- **AIM**
Could you turn everything in the material from the line containing "I'd appreciate your help finding the bird's blue tail" down to the line containing "[0,0,109,12]", both included, into a JSON list of strings with one string per line and no blank lines? Leave the pictures out of your answer.

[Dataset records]
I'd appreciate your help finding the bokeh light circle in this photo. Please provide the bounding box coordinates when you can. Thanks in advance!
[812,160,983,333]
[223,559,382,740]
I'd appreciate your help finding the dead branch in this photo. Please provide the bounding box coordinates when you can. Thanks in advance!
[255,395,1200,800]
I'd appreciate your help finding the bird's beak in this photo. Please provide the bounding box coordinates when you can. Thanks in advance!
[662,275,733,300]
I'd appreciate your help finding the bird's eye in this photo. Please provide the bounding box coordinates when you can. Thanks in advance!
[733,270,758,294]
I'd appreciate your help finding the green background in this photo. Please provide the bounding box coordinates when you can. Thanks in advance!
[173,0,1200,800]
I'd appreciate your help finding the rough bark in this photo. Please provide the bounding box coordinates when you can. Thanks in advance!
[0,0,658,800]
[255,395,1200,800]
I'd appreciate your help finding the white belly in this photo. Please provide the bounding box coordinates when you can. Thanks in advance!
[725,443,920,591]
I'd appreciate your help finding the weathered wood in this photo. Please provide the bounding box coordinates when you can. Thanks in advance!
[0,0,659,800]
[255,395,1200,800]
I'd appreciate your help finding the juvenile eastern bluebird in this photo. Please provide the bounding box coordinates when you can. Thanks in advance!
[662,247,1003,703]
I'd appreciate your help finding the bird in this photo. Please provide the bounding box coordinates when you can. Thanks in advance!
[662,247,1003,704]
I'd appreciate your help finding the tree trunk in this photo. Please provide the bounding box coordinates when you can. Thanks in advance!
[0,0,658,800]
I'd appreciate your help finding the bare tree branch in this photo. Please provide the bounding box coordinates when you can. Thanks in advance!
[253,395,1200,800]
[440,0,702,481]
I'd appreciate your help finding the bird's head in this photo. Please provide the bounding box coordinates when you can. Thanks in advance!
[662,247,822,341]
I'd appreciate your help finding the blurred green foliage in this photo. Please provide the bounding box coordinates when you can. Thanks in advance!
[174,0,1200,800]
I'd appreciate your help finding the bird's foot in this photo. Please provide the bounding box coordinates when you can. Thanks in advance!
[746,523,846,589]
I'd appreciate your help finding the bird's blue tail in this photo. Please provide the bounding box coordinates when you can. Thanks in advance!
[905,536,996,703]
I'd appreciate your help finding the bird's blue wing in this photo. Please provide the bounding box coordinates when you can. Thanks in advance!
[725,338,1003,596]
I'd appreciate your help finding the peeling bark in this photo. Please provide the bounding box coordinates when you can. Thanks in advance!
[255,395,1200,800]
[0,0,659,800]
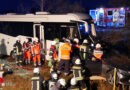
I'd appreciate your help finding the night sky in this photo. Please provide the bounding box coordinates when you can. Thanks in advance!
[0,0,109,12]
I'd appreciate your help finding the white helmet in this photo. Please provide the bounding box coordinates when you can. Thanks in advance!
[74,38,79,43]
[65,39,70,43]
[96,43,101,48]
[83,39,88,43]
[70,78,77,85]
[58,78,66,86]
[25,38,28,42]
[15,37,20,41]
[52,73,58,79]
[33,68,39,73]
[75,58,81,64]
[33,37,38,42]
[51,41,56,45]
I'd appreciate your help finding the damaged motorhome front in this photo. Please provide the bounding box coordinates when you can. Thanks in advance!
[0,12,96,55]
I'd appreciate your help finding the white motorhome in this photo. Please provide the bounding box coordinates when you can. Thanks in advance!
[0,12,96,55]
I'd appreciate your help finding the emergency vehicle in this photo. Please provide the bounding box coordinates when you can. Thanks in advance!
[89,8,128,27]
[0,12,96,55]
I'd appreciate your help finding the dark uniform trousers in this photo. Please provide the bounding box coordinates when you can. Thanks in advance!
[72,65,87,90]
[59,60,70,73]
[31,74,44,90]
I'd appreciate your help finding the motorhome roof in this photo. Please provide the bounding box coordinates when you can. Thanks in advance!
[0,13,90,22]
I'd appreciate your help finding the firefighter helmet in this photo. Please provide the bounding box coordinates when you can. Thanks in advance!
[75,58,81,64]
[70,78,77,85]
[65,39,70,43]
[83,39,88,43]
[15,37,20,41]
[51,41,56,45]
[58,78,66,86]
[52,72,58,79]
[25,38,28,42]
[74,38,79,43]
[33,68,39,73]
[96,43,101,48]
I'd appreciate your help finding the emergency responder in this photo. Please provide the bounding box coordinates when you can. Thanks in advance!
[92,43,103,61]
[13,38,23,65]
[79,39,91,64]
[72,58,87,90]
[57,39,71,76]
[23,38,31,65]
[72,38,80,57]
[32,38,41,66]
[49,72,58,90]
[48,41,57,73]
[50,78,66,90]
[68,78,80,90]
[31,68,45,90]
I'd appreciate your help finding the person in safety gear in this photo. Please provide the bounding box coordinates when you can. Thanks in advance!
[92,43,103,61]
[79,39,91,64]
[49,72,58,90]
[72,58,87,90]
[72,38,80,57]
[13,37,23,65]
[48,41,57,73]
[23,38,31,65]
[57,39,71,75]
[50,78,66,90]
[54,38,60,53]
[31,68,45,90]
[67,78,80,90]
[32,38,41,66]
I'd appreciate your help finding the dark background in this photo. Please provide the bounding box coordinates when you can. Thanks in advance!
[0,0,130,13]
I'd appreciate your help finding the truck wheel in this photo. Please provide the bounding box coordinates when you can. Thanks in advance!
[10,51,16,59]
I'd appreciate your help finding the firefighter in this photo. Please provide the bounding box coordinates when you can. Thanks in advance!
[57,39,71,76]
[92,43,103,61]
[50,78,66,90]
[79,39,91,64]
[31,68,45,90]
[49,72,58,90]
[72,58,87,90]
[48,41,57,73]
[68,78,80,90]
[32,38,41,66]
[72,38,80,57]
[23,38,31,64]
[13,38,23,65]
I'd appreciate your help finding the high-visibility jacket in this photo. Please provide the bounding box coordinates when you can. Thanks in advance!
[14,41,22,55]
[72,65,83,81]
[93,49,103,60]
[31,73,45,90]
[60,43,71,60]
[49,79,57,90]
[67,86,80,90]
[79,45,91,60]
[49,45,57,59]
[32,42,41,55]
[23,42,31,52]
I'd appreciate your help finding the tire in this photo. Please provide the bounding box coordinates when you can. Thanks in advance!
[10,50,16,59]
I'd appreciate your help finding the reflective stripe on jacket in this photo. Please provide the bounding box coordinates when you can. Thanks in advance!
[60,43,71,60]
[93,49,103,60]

---

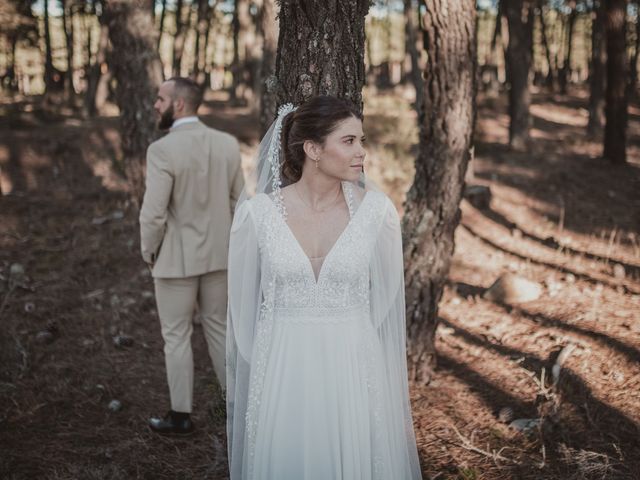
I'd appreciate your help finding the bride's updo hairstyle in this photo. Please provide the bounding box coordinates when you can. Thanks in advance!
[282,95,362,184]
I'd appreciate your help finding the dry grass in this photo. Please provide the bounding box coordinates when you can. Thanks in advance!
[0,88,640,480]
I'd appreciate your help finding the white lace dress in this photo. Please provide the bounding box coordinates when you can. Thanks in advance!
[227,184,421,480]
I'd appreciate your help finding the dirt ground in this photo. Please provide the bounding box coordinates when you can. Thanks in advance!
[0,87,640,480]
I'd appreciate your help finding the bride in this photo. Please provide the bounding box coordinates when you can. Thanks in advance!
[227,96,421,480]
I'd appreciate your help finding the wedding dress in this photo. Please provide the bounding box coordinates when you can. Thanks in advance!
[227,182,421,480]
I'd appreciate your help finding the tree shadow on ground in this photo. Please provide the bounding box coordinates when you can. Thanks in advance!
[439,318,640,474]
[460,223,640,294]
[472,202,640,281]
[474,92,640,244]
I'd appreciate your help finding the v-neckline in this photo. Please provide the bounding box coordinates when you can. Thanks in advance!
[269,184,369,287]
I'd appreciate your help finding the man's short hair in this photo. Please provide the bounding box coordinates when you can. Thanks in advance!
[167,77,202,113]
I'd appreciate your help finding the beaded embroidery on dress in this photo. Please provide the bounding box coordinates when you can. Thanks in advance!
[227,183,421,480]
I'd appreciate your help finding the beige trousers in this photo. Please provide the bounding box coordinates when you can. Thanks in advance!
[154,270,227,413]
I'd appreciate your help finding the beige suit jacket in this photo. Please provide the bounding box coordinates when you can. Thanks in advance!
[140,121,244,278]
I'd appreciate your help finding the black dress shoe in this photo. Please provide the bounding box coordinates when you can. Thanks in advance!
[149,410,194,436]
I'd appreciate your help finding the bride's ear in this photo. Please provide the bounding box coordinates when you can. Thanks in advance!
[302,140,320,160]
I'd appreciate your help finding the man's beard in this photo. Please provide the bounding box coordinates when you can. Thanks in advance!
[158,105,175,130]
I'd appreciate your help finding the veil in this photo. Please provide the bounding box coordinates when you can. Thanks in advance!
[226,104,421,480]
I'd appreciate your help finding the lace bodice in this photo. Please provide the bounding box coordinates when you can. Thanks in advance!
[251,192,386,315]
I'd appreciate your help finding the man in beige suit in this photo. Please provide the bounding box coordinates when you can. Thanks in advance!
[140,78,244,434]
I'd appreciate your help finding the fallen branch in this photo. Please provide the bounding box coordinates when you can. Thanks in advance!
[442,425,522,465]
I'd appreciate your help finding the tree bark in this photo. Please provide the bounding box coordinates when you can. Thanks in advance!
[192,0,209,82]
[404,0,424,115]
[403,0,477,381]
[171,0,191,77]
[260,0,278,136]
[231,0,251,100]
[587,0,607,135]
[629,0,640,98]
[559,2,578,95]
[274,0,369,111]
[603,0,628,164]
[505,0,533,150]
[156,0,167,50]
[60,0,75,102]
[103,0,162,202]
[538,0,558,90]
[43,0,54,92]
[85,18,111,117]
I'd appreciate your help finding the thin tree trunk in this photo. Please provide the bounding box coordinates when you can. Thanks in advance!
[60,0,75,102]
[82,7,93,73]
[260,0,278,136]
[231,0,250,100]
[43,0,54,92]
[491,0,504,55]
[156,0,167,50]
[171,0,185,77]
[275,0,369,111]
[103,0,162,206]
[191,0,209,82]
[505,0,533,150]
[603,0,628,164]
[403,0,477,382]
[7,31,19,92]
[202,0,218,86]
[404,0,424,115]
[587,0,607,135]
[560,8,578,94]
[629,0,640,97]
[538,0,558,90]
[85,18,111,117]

- **RESULT OF THIS TASK**
[
  "I'd appreciate your help finding the bird's blue tail in this photo. Please provide the bounding box coordinates when you can. Thanks in advance!",
  "[905,536,996,703]",
  "I'd appreciate your help finding the bird's blue wing in this photo. Please provide the bounding box coordinates when you can. Thanks in advance!",
  "[725,338,1003,596]",
  "I'd appreciate your help finding the peeling bark in this photo. Please provide the bounding box coordinates when you can. Thanks in advance!",
  "[255,395,1200,800]",
  "[0,0,659,800]",
  "I'd appreciate your help finding the night sky in this photo. Please provide the bounding box coordinates when you can. Thanks in advance!",
  "[0,0,109,12]"
]